#### AIM OF THE EXERCISE:
Copy the lines below word for word, from the first one through the line containing "[0,0,541,357]". Leave out the pictures.

#### DATASET:
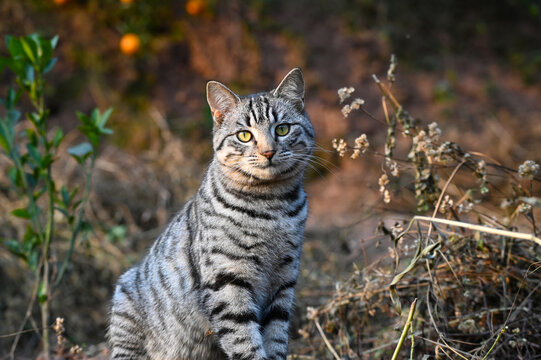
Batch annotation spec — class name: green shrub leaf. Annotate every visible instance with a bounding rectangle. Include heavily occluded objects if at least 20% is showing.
[11,208,30,219]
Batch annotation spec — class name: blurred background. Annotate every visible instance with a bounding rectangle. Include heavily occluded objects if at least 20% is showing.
[0,0,541,357]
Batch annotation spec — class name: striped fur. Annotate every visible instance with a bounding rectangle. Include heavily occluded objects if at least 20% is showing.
[109,69,314,360]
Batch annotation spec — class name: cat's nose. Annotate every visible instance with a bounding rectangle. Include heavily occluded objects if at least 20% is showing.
[261,150,276,160]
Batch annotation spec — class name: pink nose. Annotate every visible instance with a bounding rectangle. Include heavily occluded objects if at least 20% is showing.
[261,150,276,160]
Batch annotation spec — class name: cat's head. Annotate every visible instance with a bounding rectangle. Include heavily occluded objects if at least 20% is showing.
[207,68,314,184]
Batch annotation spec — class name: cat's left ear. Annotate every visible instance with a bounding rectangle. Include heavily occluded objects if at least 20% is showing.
[272,68,304,112]
[207,81,240,126]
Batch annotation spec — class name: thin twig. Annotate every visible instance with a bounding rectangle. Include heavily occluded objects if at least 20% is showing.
[314,319,340,360]
[412,215,541,245]
[391,298,417,360]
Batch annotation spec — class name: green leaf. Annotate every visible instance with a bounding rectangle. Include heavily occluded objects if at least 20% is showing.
[53,129,64,148]
[11,208,31,219]
[60,186,71,207]
[6,35,24,59]
[8,166,21,187]
[4,239,26,260]
[68,142,92,156]
[26,144,41,165]
[68,142,94,163]
[43,58,58,75]
[50,35,58,49]
[27,250,39,271]
[38,282,47,304]
[40,154,54,169]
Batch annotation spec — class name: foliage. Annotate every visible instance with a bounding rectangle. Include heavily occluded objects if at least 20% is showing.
[0,34,112,356]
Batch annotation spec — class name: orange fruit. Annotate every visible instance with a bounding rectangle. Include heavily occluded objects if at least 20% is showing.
[119,33,141,55]
[186,0,205,16]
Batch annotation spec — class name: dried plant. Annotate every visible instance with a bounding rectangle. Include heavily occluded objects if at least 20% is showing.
[300,56,541,360]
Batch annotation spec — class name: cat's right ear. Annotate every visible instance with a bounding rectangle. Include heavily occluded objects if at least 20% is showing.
[207,81,240,126]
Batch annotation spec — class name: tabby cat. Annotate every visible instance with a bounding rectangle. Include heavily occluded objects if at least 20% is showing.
[108,68,314,360]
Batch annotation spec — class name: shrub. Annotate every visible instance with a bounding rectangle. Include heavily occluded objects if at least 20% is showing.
[0,34,112,358]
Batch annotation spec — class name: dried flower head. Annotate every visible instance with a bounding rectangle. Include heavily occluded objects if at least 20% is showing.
[383,189,391,204]
[518,160,539,180]
[458,201,473,214]
[387,54,398,83]
[52,317,66,346]
[385,158,400,177]
[440,195,453,214]
[351,134,370,159]
[378,173,389,193]
[428,122,441,142]
[70,345,83,354]
[342,98,364,118]
[338,86,355,104]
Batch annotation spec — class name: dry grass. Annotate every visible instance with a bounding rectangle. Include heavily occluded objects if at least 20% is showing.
[291,60,541,360]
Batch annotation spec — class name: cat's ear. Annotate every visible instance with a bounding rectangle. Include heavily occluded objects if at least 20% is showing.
[207,81,240,125]
[272,68,304,112]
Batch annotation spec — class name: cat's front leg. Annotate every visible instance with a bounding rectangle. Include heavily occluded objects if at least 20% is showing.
[201,272,268,360]
[261,280,296,360]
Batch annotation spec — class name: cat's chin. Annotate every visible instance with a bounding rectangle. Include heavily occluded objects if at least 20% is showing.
[222,163,304,186]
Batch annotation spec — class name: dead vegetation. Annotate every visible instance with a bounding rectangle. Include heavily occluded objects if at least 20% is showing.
[291,59,541,360]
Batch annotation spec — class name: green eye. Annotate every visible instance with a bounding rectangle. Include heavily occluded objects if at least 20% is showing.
[276,124,289,136]
[237,131,252,142]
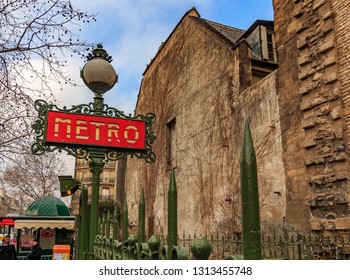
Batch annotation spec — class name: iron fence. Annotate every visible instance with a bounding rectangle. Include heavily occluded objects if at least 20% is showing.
[95,230,350,260]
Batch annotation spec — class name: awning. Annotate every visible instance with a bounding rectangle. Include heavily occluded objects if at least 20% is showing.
[15,220,74,229]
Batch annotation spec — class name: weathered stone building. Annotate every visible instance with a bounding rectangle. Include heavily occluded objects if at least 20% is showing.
[273,0,350,230]
[118,0,350,233]
[126,9,285,233]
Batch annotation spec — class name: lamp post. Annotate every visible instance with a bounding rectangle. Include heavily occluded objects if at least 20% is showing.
[80,44,118,260]
[31,44,157,259]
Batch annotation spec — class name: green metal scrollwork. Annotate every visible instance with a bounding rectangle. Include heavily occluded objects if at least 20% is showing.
[31,99,157,163]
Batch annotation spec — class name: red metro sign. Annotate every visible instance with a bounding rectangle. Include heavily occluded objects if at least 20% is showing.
[44,111,146,150]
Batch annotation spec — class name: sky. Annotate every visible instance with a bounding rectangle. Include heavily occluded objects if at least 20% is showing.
[56,0,273,175]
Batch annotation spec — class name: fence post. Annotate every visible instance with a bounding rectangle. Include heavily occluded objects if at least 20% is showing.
[240,119,262,260]
[167,168,177,260]
[77,186,90,260]
[106,209,111,238]
[101,211,106,237]
[122,200,129,244]
[137,189,146,244]
[112,205,119,240]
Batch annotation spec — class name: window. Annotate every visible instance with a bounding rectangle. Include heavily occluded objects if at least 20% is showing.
[102,188,109,198]
[166,118,176,169]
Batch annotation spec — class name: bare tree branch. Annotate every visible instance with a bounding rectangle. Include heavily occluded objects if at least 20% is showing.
[0,0,96,164]
[2,151,66,200]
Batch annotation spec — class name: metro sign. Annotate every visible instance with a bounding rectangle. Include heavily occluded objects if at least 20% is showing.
[44,111,146,151]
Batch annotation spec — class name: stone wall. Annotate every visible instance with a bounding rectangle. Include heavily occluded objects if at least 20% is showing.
[274,0,349,230]
[126,12,285,237]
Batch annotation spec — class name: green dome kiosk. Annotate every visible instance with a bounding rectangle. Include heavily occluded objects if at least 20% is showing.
[14,196,75,259]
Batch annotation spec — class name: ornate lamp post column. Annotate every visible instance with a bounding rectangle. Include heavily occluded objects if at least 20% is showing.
[31,45,156,259]
[80,44,118,259]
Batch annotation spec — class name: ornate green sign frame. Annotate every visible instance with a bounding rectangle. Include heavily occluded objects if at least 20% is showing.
[31,99,157,163]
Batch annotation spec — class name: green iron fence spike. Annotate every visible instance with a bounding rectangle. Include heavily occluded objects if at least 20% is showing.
[167,169,177,260]
[240,120,262,260]
[122,201,129,244]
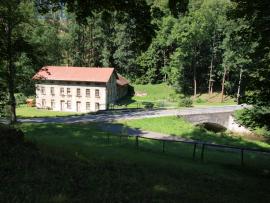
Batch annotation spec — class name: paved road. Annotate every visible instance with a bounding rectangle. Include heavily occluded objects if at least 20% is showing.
[99,123,194,142]
[18,105,244,123]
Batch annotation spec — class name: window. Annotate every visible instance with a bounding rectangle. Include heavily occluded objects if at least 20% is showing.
[95,89,99,98]
[85,89,90,97]
[51,99,55,109]
[41,87,46,95]
[77,88,81,97]
[86,102,90,110]
[42,99,46,108]
[51,87,54,95]
[95,103,99,111]
[60,87,65,95]
[67,88,71,95]
[67,101,71,109]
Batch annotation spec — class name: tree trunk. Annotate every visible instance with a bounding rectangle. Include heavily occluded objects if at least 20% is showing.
[237,68,243,104]
[193,65,197,99]
[221,66,227,102]
[208,54,214,96]
[7,22,17,123]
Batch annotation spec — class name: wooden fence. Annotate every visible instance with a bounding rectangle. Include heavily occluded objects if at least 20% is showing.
[107,134,270,166]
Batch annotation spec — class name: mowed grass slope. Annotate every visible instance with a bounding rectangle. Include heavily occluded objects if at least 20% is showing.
[120,116,270,149]
[119,83,236,108]
[16,105,80,118]
[0,124,270,202]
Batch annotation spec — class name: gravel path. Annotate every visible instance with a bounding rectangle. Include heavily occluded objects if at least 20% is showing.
[18,105,244,123]
[99,123,194,142]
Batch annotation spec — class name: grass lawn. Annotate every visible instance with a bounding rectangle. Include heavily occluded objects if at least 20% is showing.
[116,83,235,108]
[16,105,80,118]
[121,116,270,149]
[0,123,270,202]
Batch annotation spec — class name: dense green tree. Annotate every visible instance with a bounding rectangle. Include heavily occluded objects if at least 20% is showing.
[0,0,33,122]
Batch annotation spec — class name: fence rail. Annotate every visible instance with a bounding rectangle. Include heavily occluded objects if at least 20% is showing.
[108,134,270,166]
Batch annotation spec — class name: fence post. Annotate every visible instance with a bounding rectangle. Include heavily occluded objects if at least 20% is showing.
[241,148,244,166]
[107,133,110,143]
[201,144,205,161]
[135,136,139,149]
[162,140,165,153]
[193,143,197,159]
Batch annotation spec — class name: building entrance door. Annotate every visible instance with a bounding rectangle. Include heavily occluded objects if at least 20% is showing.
[76,102,81,112]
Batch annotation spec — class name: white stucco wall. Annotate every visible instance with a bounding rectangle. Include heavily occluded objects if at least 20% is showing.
[36,81,108,112]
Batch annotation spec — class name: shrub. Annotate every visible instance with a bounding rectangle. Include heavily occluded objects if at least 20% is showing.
[15,93,26,105]
[178,97,193,107]
[0,124,24,145]
[234,106,270,130]
[196,98,207,104]
[142,102,154,109]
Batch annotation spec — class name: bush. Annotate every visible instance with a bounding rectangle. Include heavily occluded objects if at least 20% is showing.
[142,102,154,109]
[0,124,24,146]
[178,97,193,107]
[234,106,270,130]
[15,93,26,105]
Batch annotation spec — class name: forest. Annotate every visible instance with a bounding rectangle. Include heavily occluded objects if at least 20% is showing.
[0,0,270,126]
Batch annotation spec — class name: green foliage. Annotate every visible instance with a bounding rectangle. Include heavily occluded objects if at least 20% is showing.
[4,120,270,202]
[142,102,154,109]
[195,98,207,104]
[178,97,193,107]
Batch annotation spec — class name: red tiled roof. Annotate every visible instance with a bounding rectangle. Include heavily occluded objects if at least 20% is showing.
[33,66,114,82]
[116,73,129,86]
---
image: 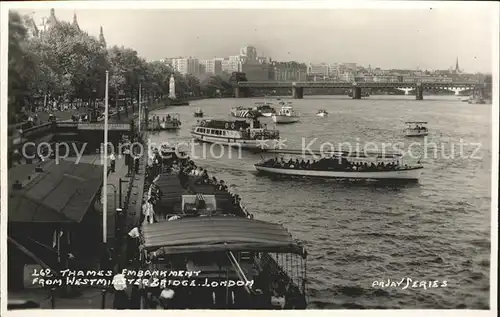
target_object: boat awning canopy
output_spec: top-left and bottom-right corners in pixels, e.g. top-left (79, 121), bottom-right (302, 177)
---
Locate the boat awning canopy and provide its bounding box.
top-left (141, 216), bottom-right (307, 257)
top-left (8, 160), bottom-right (103, 224)
top-left (266, 149), bottom-right (403, 158)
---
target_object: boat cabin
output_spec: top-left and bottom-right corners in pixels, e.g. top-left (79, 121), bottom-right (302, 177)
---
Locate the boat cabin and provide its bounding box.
top-left (192, 119), bottom-right (279, 139)
top-left (278, 106), bottom-right (296, 116)
top-left (140, 216), bottom-right (307, 309)
top-left (405, 121), bottom-right (427, 131)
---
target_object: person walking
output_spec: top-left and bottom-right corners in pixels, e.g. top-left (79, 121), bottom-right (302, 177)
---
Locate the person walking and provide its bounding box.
top-left (109, 153), bottom-right (116, 173)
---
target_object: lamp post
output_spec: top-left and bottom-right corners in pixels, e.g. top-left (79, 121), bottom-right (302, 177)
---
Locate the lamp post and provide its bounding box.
top-left (102, 71), bottom-right (109, 244)
top-left (138, 84), bottom-right (142, 135)
top-left (118, 178), bottom-right (128, 209)
top-left (108, 184), bottom-right (116, 210)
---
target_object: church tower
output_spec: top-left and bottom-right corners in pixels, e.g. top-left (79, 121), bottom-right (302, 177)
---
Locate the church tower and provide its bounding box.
top-left (72, 13), bottom-right (80, 31)
top-left (45, 9), bottom-right (57, 28)
top-left (99, 26), bottom-right (106, 47)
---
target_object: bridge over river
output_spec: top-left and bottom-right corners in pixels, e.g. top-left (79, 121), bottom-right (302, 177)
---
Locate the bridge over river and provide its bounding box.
top-left (234, 81), bottom-right (485, 100)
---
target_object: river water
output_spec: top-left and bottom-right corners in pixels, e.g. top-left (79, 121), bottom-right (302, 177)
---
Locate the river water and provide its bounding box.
top-left (146, 96), bottom-right (492, 309)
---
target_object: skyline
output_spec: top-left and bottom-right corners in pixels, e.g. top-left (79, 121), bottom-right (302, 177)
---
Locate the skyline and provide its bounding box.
top-left (11, 5), bottom-right (493, 73)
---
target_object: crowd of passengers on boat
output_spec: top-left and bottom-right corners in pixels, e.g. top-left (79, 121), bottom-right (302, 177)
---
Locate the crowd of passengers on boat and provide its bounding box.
top-left (122, 149), bottom-right (305, 309)
top-left (196, 120), bottom-right (279, 140)
top-left (262, 157), bottom-right (409, 172)
top-left (151, 114), bottom-right (180, 123)
top-left (141, 150), bottom-right (251, 223)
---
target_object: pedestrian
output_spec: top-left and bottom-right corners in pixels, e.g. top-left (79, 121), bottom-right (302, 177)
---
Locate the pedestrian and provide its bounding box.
top-left (109, 153), bottom-right (116, 173)
top-left (134, 157), bottom-right (139, 174)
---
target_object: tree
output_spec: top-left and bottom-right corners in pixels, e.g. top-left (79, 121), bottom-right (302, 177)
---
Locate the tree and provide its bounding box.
top-left (7, 11), bottom-right (34, 123)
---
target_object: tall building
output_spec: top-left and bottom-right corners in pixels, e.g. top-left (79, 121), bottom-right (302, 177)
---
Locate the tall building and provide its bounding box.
top-left (241, 62), bottom-right (272, 81)
top-left (200, 58), bottom-right (222, 75)
top-left (240, 45), bottom-right (257, 64)
top-left (222, 55), bottom-right (242, 73)
top-left (455, 56), bottom-right (462, 74)
top-left (99, 26), bottom-right (106, 47)
top-left (171, 57), bottom-right (200, 75)
top-left (270, 62), bottom-right (307, 81)
top-left (71, 13), bottom-right (80, 31)
top-left (307, 63), bottom-right (329, 77)
top-left (343, 63), bottom-right (358, 71)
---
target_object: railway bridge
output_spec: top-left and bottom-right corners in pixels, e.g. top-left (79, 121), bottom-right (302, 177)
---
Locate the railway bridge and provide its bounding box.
top-left (233, 81), bottom-right (485, 100)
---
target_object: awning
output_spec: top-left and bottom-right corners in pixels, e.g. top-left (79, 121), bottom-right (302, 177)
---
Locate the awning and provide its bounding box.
top-left (142, 216), bottom-right (305, 256)
top-left (8, 160), bottom-right (103, 223)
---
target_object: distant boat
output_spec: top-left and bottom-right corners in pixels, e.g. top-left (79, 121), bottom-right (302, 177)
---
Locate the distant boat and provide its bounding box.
top-left (254, 150), bottom-right (423, 180)
top-left (167, 74), bottom-right (189, 106)
top-left (254, 102), bottom-right (276, 117)
top-left (148, 113), bottom-right (181, 131)
top-left (191, 119), bottom-right (280, 151)
top-left (404, 121), bottom-right (429, 137)
top-left (194, 108), bottom-right (203, 118)
top-left (316, 109), bottom-right (328, 117)
top-left (272, 102), bottom-right (299, 123)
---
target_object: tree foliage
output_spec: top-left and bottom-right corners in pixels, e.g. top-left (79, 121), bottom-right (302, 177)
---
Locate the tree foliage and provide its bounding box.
top-left (8, 11), bottom-right (230, 121)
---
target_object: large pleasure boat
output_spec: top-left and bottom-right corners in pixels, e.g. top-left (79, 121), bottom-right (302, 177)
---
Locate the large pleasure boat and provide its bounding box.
top-left (255, 150), bottom-right (423, 180)
top-left (131, 170), bottom-right (307, 309)
top-left (191, 119), bottom-right (280, 151)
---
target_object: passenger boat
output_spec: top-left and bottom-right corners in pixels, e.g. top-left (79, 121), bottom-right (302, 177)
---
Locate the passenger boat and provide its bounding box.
top-left (231, 106), bottom-right (261, 118)
top-left (135, 172), bottom-right (307, 309)
top-left (148, 113), bottom-right (181, 131)
top-left (255, 150), bottom-right (423, 180)
top-left (191, 119), bottom-right (279, 151)
top-left (272, 103), bottom-right (299, 123)
top-left (316, 109), bottom-right (328, 117)
top-left (404, 121), bottom-right (429, 137)
top-left (194, 108), bottom-right (203, 118)
top-left (254, 102), bottom-right (276, 117)
top-left (167, 99), bottom-right (189, 106)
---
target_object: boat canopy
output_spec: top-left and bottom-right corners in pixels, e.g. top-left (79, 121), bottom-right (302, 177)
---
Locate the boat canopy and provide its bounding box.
top-left (141, 216), bottom-right (307, 257)
top-left (266, 149), bottom-right (403, 158)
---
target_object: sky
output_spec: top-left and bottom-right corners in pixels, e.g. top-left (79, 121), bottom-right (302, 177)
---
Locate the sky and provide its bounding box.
top-left (12, 6), bottom-right (493, 72)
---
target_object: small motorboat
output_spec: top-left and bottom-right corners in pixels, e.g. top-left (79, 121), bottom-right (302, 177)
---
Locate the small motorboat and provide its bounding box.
top-left (254, 102), bottom-right (276, 117)
top-left (194, 108), bottom-right (203, 118)
top-left (272, 102), bottom-right (299, 124)
top-left (231, 106), bottom-right (261, 118)
top-left (404, 121), bottom-right (429, 137)
top-left (148, 113), bottom-right (181, 131)
top-left (316, 109), bottom-right (328, 117)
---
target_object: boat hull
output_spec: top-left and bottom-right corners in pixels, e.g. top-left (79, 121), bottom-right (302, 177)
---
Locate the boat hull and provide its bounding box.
top-left (255, 165), bottom-right (422, 180)
top-left (191, 133), bottom-right (277, 152)
top-left (272, 115), bottom-right (299, 123)
top-left (405, 130), bottom-right (429, 137)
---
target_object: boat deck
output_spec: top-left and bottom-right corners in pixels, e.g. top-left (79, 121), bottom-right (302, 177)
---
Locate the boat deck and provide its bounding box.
top-left (150, 173), bottom-right (247, 218)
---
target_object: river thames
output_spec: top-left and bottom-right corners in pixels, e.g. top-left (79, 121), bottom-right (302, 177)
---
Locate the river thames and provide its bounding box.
top-left (146, 95), bottom-right (492, 309)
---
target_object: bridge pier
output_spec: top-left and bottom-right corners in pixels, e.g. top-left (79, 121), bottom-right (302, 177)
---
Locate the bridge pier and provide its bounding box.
top-left (352, 87), bottom-right (361, 99)
top-left (234, 87), bottom-right (242, 98)
top-left (292, 87), bottom-right (304, 99)
top-left (415, 83), bottom-right (424, 100)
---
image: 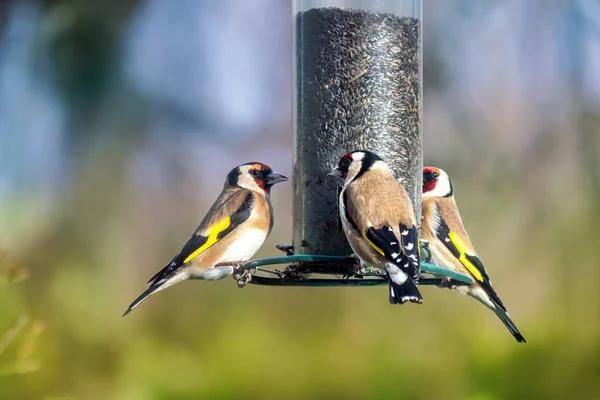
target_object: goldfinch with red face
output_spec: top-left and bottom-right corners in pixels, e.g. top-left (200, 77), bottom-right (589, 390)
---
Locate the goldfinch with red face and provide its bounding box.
top-left (332, 151), bottom-right (423, 304)
top-left (123, 162), bottom-right (288, 315)
top-left (421, 167), bottom-right (526, 343)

#### ANSWER FOR THE TASK:
Batch annotation spec — class name: green shrub leaf. Annotate every visible instance with a bounding rectangle. Include heavily occluded objects if at least 20% is showing.
[11,208,30,219]
Batch annotation spec — class name: blurred background. Annotate every visible instance with a bounding rectangle. Include heavily occluded objects if at least 20% is showing.
[0,0,541,357]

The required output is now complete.